=== Data supplied ===

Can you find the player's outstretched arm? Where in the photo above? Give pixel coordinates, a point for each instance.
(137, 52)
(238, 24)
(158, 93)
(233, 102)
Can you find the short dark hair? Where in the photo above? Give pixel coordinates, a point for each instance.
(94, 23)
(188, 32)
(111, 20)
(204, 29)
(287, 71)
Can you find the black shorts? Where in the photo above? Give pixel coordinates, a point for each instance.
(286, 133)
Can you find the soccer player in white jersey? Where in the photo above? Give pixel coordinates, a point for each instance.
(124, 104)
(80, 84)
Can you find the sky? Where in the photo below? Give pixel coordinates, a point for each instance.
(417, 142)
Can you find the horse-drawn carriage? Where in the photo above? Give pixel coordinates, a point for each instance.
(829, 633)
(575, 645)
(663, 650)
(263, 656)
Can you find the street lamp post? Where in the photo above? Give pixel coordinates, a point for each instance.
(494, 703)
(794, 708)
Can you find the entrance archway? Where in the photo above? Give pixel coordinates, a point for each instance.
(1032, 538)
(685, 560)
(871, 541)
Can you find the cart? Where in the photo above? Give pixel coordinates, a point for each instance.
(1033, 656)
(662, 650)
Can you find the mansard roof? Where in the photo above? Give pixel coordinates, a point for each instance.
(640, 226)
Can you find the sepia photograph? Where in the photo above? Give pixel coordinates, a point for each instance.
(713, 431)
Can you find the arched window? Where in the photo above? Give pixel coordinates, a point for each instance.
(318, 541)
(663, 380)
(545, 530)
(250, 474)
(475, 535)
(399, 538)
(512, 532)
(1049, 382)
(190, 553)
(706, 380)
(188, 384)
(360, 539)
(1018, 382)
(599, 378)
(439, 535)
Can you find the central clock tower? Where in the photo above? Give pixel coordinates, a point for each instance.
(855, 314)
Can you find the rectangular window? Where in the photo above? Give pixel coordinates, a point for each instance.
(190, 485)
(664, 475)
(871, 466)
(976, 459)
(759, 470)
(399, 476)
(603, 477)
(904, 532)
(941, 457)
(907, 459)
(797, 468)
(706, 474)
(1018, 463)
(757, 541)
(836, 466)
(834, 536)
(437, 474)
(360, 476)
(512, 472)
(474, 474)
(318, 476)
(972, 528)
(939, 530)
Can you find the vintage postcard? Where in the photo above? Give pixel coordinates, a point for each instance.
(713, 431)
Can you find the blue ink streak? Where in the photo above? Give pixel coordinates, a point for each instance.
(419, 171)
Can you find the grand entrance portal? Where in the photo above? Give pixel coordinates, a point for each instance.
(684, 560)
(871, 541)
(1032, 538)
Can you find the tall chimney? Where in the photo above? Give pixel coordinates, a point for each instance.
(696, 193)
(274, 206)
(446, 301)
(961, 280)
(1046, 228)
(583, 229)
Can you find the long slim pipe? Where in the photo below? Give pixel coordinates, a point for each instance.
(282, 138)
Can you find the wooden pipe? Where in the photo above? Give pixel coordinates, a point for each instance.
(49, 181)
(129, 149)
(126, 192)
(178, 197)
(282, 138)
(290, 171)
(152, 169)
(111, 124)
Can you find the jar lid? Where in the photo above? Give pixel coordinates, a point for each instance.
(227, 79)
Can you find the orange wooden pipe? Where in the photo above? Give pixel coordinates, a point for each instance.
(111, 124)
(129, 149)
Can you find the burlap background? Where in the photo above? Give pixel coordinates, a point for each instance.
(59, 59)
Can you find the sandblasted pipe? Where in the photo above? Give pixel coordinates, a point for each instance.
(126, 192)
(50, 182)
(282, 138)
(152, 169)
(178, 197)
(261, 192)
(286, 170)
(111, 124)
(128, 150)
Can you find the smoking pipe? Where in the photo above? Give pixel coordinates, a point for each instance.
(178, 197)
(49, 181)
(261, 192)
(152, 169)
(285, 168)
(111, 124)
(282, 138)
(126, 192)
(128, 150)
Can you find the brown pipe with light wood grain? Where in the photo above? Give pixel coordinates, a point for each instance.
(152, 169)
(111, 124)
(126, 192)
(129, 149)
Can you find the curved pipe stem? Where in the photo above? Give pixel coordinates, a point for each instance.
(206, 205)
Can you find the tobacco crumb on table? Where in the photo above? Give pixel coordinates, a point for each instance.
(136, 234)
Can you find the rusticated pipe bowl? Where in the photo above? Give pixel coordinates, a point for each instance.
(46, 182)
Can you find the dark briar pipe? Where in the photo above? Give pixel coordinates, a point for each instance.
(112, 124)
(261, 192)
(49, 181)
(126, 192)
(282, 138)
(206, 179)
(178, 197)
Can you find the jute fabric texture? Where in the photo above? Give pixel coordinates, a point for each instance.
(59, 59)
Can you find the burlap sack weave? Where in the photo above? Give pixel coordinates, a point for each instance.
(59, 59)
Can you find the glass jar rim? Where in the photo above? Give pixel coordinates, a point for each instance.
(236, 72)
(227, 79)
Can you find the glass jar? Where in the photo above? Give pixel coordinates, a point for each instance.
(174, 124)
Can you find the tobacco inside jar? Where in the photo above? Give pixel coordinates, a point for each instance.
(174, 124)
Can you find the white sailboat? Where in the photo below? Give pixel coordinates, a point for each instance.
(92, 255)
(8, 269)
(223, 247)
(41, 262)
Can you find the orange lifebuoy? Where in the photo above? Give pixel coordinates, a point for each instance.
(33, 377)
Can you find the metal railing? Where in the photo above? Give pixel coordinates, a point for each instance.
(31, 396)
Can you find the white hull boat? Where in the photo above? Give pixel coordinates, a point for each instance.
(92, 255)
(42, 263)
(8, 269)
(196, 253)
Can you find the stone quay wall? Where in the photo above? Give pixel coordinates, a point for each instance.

===

What the task requires: Starting at the item line containing "Can you find the metal" and continuing through the end of the items, rewrite every line, requests included, with 149 added to each number in the coordinate answers.

Answer to the problem:
Can you find the metal railing? Where in the photo above? Give pixel coordinates, a point for each instance.
(180, 545)
Can you find the white hull boat? Where in the photo above? Give pixel coordinates, a point for each instance.
(241, 404)
(191, 412)
(157, 418)
(345, 402)
Can you find the stone quay wall? Where in the photo above? Give pixel coordinates, a point for each instance.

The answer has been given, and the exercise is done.